**Given problem**
Can you give the listing below again with each "Target" replaced by "Label" and nothing else changed, leaving the pictures out?

**Data extract**
___

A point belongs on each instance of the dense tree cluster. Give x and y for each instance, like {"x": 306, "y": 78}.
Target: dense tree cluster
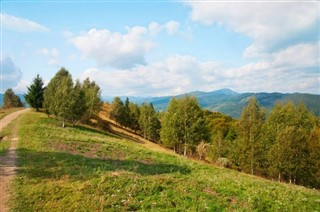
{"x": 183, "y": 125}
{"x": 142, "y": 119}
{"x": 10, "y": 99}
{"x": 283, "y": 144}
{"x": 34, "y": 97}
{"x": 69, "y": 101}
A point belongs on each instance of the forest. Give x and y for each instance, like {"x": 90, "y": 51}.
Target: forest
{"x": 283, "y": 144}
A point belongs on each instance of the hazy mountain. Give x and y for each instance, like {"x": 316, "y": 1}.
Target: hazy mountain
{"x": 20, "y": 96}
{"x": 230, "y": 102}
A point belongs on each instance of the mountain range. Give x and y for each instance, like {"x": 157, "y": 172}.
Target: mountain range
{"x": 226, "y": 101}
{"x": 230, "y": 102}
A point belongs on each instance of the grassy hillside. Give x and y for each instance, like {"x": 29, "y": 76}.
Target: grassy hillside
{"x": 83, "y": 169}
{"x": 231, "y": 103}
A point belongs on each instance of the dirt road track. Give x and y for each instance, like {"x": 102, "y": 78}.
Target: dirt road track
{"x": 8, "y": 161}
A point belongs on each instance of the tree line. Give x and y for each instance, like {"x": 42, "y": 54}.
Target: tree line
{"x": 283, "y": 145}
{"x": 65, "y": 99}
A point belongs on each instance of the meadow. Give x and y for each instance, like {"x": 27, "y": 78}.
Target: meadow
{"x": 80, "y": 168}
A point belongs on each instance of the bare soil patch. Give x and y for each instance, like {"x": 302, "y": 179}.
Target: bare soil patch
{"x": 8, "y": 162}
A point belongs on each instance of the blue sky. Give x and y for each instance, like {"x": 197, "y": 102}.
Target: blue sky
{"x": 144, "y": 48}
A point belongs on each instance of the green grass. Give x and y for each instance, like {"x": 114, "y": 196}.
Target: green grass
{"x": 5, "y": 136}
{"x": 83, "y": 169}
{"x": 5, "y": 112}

___

**The output**
A point belongs on each instance of the dense tree cluster. Give x and y for each instance, like {"x": 306, "y": 78}.
Label: dense tree cluster
{"x": 183, "y": 125}
{"x": 142, "y": 119}
{"x": 10, "y": 99}
{"x": 283, "y": 144}
{"x": 34, "y": 97}
{"x": 69, "y": 101}
A point belongs on each instance of the forest. Give x and y for each instance, like {"x": 90, "y": 51}.
Label: forest
{"x": 283, "y": 144}
A point belongs on each instance of the hazy mountain. Give x and y for each instance, like {"x": 316, "y": 1}.
Label: hazy mountain
{"x": 20, "y": 96}
{"x": 230, "y": 102}
A point belongs on each instance of the mountain range. Give x and y for each instance, like {"x": 157, "y": 172}.
Label: mountain range
{"x": 226, "y": 101}
{"x": 230, "y": 102}
A point belongs on each instance of the grassy hillside. Give x and y for each instance, like {"x": 29, "y": 76}.
Label: grassy hillside
{"x": 83, "y": 169}
{"x": 231, "y": 103}
A point belongs on each instance of the dirt road track. Give x and y for each instance, like {"x": 102, "y": 78}.
Label: dirt road track
{"x": 8, "y": 161}
A point belongs on each instance of the tree line. Give x and y for each instance, like {"x": 42, "y": 54}.
Label: tree line
{"x": 283, "y": 145}
{"x": 65, "y": 99}
A point belongs on each instance of the meadow. Give x and y for each instance, like {"x": 27, "y": 78}.
Label: meadow
{"x": 80, "y": 168}
A point belongs on each instance of the bare soil patch. Give x and y for each instance, like {"x": 302, "y": 179}.
Label: bare soil patch
{"x": 8, "y": 162}
A point belongs on each instance of the blue sky. Give x and y for each instance, like {"x": 197, "y": 102}.
Label: blue sky
{"x": 144, "y": 48}
A point belongs on each instance of the green grass. Give x and y for each instance, like {"x": 114, "y": 196}.
Label: green grass
{"x": 5, "y": 136}
{"x": 83, "y": 169}
{"x": 5, "y": 112}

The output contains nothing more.